--- START OF RECORDS PROVIDED ---

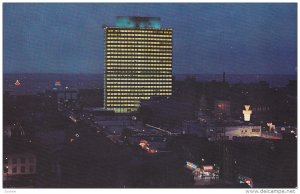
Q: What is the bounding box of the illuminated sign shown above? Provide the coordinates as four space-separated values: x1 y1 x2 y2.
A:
186 162 197 170
203 165 214 171
15 80 21 87
116 16 160 28
238 175 253 188
243 105 252 121
54 81 61 87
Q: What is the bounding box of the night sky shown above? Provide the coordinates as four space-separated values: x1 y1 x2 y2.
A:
3 3 297 74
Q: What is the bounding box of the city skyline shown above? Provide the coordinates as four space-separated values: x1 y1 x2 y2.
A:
3 3 297 74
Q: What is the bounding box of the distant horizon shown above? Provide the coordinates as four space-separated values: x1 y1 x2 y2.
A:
2 72 298 77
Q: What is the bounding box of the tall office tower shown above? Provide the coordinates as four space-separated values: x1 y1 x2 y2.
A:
104 16 173 113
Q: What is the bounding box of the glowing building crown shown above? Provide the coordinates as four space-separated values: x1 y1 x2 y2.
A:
243 105 252 121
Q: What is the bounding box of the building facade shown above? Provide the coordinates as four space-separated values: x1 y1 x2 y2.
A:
3 153 36 180
104 17 173 113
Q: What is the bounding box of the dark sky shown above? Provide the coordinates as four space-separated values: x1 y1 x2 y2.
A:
3 3 297 74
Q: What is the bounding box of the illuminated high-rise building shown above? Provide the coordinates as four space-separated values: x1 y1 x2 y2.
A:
104 17 173 113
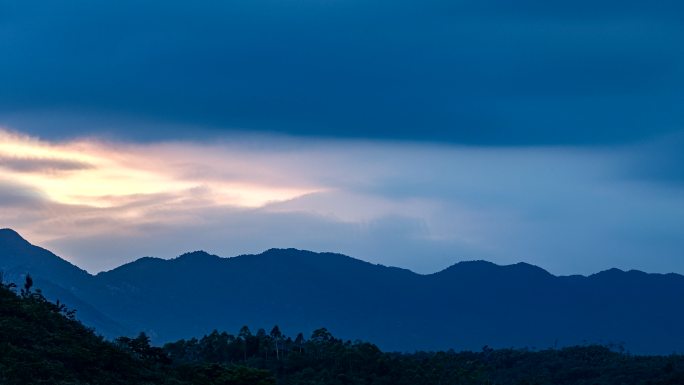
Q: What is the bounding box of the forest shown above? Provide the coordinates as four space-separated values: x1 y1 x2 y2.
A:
0 276 684 385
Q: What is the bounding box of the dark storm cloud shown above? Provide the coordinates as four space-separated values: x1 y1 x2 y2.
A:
0 0 684 145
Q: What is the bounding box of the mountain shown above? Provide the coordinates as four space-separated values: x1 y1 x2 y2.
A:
0 230 684 353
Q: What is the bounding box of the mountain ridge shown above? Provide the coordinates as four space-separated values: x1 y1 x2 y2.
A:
0 228 684 353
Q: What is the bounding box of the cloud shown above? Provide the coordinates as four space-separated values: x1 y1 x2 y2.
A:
0 125 684 274
0 0 684 145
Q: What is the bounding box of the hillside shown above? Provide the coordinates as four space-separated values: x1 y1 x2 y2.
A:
0 228 684 354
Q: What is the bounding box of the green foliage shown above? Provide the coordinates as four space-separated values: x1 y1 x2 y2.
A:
0 279 684 385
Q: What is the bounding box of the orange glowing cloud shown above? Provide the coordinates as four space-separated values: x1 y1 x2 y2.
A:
0 130 321 208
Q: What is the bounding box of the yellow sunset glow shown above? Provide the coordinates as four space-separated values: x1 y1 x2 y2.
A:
0 131 318 208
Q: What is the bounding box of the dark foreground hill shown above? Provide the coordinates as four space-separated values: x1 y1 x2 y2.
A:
0 230 684 354
0 282 684 385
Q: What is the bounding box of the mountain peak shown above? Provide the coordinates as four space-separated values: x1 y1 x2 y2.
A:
174 250 221 260
0 228 30 245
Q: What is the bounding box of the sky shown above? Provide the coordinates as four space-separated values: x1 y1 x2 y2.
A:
0 0 684 274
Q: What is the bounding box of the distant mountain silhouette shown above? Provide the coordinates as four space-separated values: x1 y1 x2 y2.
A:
0 230 684 353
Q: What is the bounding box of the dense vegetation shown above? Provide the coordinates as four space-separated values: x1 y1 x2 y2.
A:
0 278 684 385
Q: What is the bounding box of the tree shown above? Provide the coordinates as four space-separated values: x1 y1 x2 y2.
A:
271 325 283 361
238 325 252 361
21 274 33 297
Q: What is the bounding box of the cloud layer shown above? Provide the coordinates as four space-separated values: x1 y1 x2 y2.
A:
0 127 684 274
0 0 684 145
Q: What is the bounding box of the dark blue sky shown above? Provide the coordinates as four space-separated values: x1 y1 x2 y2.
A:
0 0 684 274
0 0 684 145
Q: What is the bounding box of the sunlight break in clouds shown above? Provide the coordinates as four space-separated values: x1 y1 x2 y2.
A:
0 125 684 274
0 127 317 207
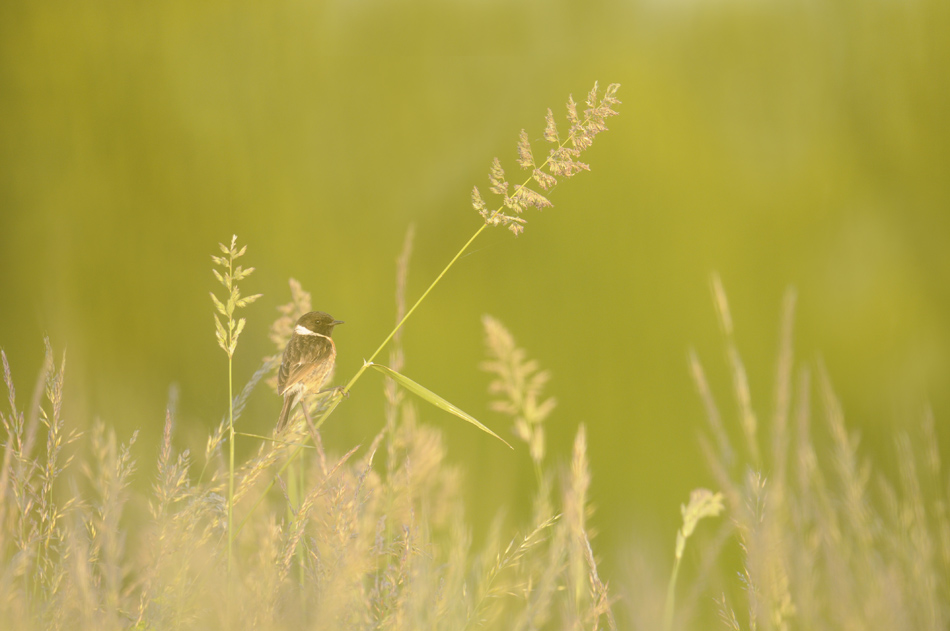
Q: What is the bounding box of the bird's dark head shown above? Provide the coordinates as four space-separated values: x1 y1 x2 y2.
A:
294 311 343 336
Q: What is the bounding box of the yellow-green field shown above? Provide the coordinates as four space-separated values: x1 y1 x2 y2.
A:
0 0 950 629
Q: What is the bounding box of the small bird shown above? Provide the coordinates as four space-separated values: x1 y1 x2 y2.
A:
277 311 343 432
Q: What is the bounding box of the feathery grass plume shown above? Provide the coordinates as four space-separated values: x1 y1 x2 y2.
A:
472 82 620 235
210 235 261 574
710 273 761 467
663 489 725 629
481 315 557 470
80 420 138 627
34 338 79 600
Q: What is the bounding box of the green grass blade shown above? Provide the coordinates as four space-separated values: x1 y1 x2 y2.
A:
366 362 514 449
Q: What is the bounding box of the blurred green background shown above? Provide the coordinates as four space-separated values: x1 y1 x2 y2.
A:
0 0 950 577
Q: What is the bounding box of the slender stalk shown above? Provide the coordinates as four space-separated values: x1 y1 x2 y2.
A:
228 355 234 577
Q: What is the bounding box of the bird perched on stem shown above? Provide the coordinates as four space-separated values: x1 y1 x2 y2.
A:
277 311 343 432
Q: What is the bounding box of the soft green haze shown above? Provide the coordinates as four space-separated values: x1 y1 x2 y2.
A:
0 0 950 608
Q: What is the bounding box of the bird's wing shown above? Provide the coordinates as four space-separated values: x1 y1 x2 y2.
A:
277 343 333 395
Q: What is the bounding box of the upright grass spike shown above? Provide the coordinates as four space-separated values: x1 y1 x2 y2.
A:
211 235 261 576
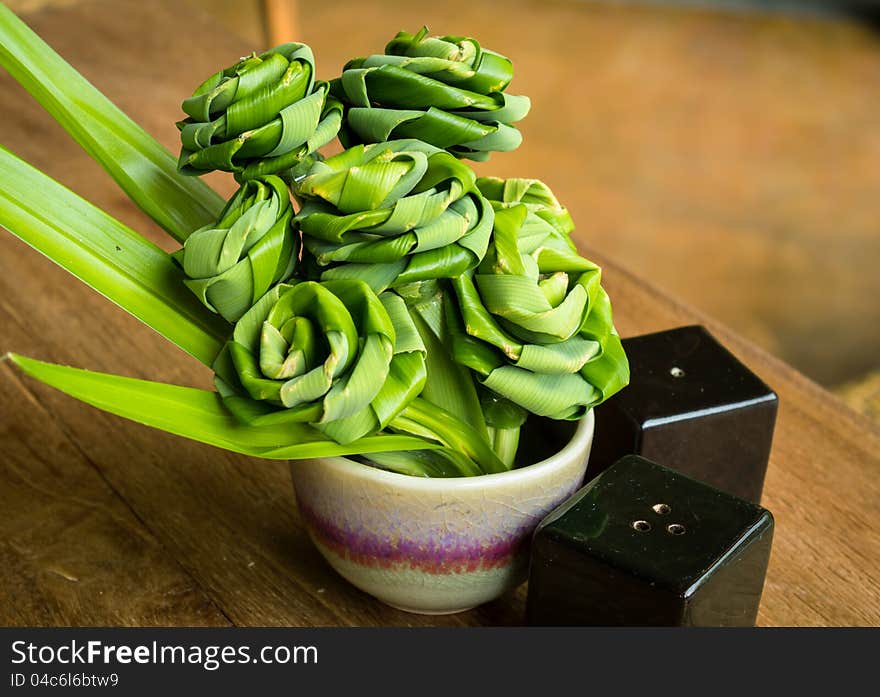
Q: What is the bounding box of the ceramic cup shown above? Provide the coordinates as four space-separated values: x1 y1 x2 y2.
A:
290 411 594 614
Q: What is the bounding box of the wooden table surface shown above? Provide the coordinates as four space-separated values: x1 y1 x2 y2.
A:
0 0 880 626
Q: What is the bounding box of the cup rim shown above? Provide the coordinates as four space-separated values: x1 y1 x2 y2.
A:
290 409 596 492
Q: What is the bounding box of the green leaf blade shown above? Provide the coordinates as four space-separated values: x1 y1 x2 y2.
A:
0 148 230 365
0 5 224 242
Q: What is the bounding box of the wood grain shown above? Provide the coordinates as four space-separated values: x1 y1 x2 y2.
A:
0 0 880 626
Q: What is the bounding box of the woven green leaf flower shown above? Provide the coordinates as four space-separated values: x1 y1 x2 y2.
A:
173 175 299 322
331 27 530 160
293 140 494 290
447 181 629 419
214 280 425 443
177 43 342 180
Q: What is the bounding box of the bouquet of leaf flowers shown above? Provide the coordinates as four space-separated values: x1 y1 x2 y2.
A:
0 6 629 477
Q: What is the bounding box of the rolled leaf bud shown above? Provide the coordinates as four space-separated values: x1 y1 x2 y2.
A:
215 280 426 443
172 175 299 322
477 177 576 245
177 43 342 181
293 140 494 291
331 27 530 160
447 179 629 419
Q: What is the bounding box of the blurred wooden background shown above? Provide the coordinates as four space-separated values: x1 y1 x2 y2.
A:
9 0 880 418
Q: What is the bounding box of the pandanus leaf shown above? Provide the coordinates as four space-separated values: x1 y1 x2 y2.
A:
0 5 223 242
177 43 342 181
293 140 494 291
331 27 530 160
5 354 440 460
173 175 299 322
0 148 230 365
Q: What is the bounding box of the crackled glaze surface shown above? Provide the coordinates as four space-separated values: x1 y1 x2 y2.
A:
291 412 593 613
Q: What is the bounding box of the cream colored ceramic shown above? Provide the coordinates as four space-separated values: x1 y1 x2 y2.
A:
291 412 594 614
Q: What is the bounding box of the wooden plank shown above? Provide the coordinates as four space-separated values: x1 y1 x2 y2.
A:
0 0 880 626
0 342 229 626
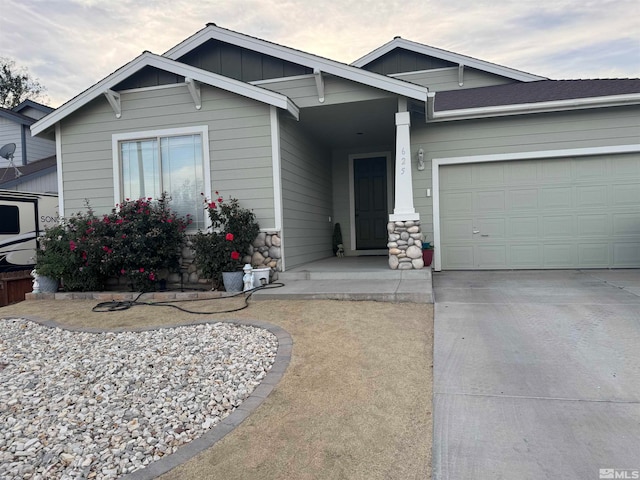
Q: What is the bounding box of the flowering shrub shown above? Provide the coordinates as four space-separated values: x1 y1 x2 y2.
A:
36 194 191 291
193 192 260 284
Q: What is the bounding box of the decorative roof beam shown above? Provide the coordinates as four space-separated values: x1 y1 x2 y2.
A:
104 89 122 118
184 78 202 110
313 68 324 103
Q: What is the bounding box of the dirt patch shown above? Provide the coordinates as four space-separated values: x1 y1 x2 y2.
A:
0 299 433 480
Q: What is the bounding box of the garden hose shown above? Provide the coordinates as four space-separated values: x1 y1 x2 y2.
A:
91 283 284 315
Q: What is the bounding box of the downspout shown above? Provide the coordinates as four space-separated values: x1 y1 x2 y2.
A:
20 125 28 165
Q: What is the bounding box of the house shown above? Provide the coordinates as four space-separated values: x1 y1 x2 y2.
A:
0 100 58 192
31 24 640 270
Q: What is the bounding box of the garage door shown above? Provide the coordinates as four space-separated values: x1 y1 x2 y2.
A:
440 154 640 270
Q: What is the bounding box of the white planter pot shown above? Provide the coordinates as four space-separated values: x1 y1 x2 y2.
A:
253 267 271 288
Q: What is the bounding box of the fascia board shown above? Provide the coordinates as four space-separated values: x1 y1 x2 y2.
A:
427 93 640 123
163 26 428 102
31 52 299 136
351 38 546 82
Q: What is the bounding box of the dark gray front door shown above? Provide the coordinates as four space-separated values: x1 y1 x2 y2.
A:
353 157 388 250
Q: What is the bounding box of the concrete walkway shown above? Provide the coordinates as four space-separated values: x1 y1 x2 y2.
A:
433 270 640 480
252 256 433 303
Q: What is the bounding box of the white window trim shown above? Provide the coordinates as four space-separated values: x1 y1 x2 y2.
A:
349 152 395 255
431 144 640 272
111 125 211 227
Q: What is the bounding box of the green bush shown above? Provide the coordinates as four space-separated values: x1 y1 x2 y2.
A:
36 195 191 291
193 192 260 285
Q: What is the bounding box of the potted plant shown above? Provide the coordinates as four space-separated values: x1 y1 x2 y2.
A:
193 192 260 292
422 242 433 267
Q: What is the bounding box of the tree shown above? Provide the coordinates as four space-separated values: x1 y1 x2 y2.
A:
0 57 46 108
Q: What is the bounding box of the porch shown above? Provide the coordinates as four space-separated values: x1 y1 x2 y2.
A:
252 256 433 303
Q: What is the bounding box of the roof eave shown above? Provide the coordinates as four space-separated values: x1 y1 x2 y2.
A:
427 93 640 123
163 25 428 101
31 52 299 136
351 38 547 82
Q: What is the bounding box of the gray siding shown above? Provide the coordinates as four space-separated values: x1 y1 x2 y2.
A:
257 75 395 108
56 85 275 228
12 172 58 193
411 107 640 241
280 116 333 268
0 117 22 168
24 127 56 163
394 67 514 92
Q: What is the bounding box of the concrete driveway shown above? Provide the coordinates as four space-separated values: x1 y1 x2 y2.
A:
433 270 640 480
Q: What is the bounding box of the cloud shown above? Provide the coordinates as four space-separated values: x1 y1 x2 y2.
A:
0 0 640 106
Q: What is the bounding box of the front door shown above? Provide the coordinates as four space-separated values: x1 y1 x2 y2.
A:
353 157 389 250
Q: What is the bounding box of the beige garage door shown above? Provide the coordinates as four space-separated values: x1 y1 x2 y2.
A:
440 154 640 270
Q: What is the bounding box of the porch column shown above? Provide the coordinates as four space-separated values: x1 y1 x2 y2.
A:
387 112 424 270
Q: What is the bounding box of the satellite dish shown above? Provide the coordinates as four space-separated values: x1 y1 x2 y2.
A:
0 143 22 178
0 143 16 160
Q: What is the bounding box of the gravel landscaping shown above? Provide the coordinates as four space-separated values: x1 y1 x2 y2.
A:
0 319 278 479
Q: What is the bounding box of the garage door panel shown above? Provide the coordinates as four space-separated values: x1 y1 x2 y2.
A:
613 242 640 268
476 218 506 241
442 219 473 241
575 158 607 181
440 153 640 269
613 212 640 237
541 159 571 183
578 243 610 268
509 245 542 268
540 187 573 209
507 217 539 239
475 190 505 213
576 185 608 209
507 188 538 210
578 214 611 237
440 192 473 214
542 244 578 268
542 215 576 238
613 183 640 206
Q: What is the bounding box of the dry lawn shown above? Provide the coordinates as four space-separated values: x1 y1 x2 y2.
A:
0 298 433 480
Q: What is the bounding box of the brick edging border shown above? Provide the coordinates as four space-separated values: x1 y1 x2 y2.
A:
6 315 293 480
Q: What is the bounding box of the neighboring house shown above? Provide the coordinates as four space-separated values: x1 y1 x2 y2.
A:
0 100 58 192
31 24 640 270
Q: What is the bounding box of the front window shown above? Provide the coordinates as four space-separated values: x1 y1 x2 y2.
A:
118 129 208 230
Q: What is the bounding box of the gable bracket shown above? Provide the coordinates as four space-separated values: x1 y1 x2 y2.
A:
313 68 324 103
184 78 202 110
104 89 122 118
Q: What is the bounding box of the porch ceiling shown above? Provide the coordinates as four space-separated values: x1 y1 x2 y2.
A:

--- END OF RECORDS PROVIDED ---

Duplicate the part of the rows above that opens with the line containing "Q: What is the bounding box of the dirt" and closes with the line containing "253 267 271 288", including both of those lines.

▶ **RESULT FOR THIS TASK**:
Q: What is the bounding box of the dirt patch shown above? Provide the coordinates as four space-separated values: x1 y1 x2 y2.
A:
0 299 433 480
Q: What is the bounding box of the garden hose shown above? Provide the coordinates as four space-separated values: x1 y1 x2 y2.
A:
91 283 284 315
Q: What is the bounding box of the downspout shown above? Provide the coordinates as four space-separated values: x1 y1 x2 y2.
A:
20 125 28 165
Q: What is the bounding box of the house shown above? Provide the coordinates as four space-separated values: x1 y1 x2 y2.
A:
0 100 58 192
31 24 640 270
Q: What is the bounding box of the garage door shown above? Provide the coordinates as four space-separated values: x1 y1 x2 y2.
A:
440 154 640 270
Q: What is the bounding box of the white planter pot shown above? Provide the coordinates as four space-separated values: x1 y1 x2 y2.
A:
253 267 271 288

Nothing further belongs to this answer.